TASK INSTRUCTIONS |
• A. Answer the following questions using the Arrow mailing-list thread.
(i) What is Micah Kornfield -.5 on regarding the specification?
(ii) In real-time financial trading systems, what is the stated goal of techniques such as kernel bypass networking and core affinitization?
(iii) At what layer does John Muehlhausen say he would perform compression or de-duplication?
• B. Reproduce the stretch of the Arrow mailing-list thread from "Micah Kornfield Thu, 17" through "conversation turns out.", swapping "wiggle room" for "flexibility".
• C. Carry on the Arrow mailing-list thread from where it stops.

TEXT PROVIDED |
----
Re: [Discuss] Streaming: Differentiate between length of RecordBatch and utilized portion-- common use-case?

Micah Kornfield Thu, 17 Oct 2019 23:56:25 -0700

On the specification: I'm -.5 on saying array lengths can be different then
row batch length (especially if both are valid lengths).  I can see some
wiggle room the the current language [1][2] that might allow for modifying
this, so I think we should update it one way or another however this
conversation turns out.


On the implementation: I wouldn't want to see code that is mutating the
record batch headers on the fly in the current code base.  It is dangerous
to break immutability assumptions across which standard implementations
might be relying on. IMO, for such a specialized use-case it makes sense to
have out-of-band communication (perhaps in a private implementation that
does modify headers) and then "touch" up the metadata for later analysis,
so it conforms to the specification (and standard libraries can be used).

[1] https://github.com/apache/arrow/blob/master/format/Message.fbs#L49
[2] https://github.com/apache/arrow/blob/master/format/Message.fbs#L34

On Thu, Oct 17, 2019 at 7:17 AM John Muehlhausen <j...@jgm.org> wrote:

> Micah, thanks very much for your input.  A few thoughts in response:
>
> ``Over the time horizon of desired latency if you aren't receiving enough
> messages to take advantage of columnar analytics, a system probably has
> enough time to compact batches after the fact for later analysis and
> conversely if you are receiving many events you naturally get reasonable
> batch sizes without having to do further work.''
>
> To see my perspective it is necessary to stop thinking about business
> analytics and latencies of minutes or seconds or significant fractions of
> seconds.  In real-time financial trading systems we do things like kernel
> bypass networking, core affinitization and spinning, fake workloads to keep
> hot paths cached, almost complete avoidance of general purpose allocators
> (preferring typed pools), all with the goal of shaving off one more
> MICROsecond.
>
> Therefore "probably has enough time" is never in our vocabulary.
> Microbatching is not a thing.  It is either purely event driven or bust if
> you are shooting for a dozen microseconds from packet-in to packet-out on
> the wire.  This is also the reason that certain high-performance systems
> will never use the reference implementations of Arrow, just as most other
> financial tech standards are centered on the *protocol* and there end up
> being dozens of implementations that compete on performance.
>
> Arrow *as a protocol* has the potential to be a beautiful thing.  It is
> simple and straightforward and brings needed standardization.  I would
> encourage thinking of the reference implementations almost as second-class
> citizens.  The reference implementations should not de-facto define the
> protocol, but vice versa. (I know this is probably already the philosophy.)
>
> Of course data eventually pops out of high performance systems and has a
> second life in the hands of researchers, etc.  This is why I'd like the
> "vanilla" Arrow to be able to deal with Arrow data as-constructed in the
> higher performance systems.  Could there be special processes to refactor
> all this data?  Of course, but why?  If I'm logging RecordBatches to disk
> and some of them happen to have extra array elements (e.g. because of the
> inevitable imperfect projection pre-allocation-- running out of variable
> length string storage before running out of rows), why would I refactor
> terabytes of data (and, more importantly, introduce a time window where
> data is not available while this occurs) when I can just have pyarrow skip
> the unused rows?  If I want compression/de-duplication I'll do it at the
> storage media layer.
----
Data entries
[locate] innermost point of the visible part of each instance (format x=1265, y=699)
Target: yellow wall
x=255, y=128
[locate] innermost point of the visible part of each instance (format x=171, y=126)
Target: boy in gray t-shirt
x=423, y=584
----
WRITTEN RESPONSES |
• A.
(i) Saying array lengths can be different from row batch length.
(ii) Shaving off one more microsecond.
(iii) The storage media layer.

• B.
Micah Kornfield Thu, 17 Oct 2019 23:56:25 -0700

On the specification: I'm -.5 on saying array lengths can be different then
row batch length (especially if both are valid lengths).  I can see some
flexibility the the current language [1][2] that might allow for modifying
this, so I think we should update it one way or another however this
conversation turns out.

• C.
>
> ``the proposal is essentially changing the unit of exchange from
> RecordBatches to a segment of a RecordBatch''
>
> It is the recognition that a RecordBatch may need to be computationally
> useful before it is completely received/constructed, and without adding
> additional overhead to the reception/construction process.  I grab a canned
> RecordBatch from a pool of them and start filling it in.  If an earlier
> RecordBatch falls out of the computation window, I put it back in the
> pool.  At any moment of time the batch advertises the truth:
> RecordBatch.length is the immutable section of data at this moment in
> time.  That section will not have changed in future moments.  It is also a
> recognition that some RecordBatches so-constructed are not completely
> fillable.  They are like a moving truck with a little empty space left.
> Sure, we could custom-build trucks to exactly fit the cargo, but why?  It
> takes too much time.  Grab a truck (or a RecordBatch) off the lot (pool)
> and go...  when you've filled it as much as possible, but not perfectly,
> grab another one that is exactly the same.
>
> I think my perception of the situation is clearest if we think about
> "frozen" or "sealed" RecordBatches that, during their construction stage,
> use a one-size-fits-all set of arrays and variable length buffer storage.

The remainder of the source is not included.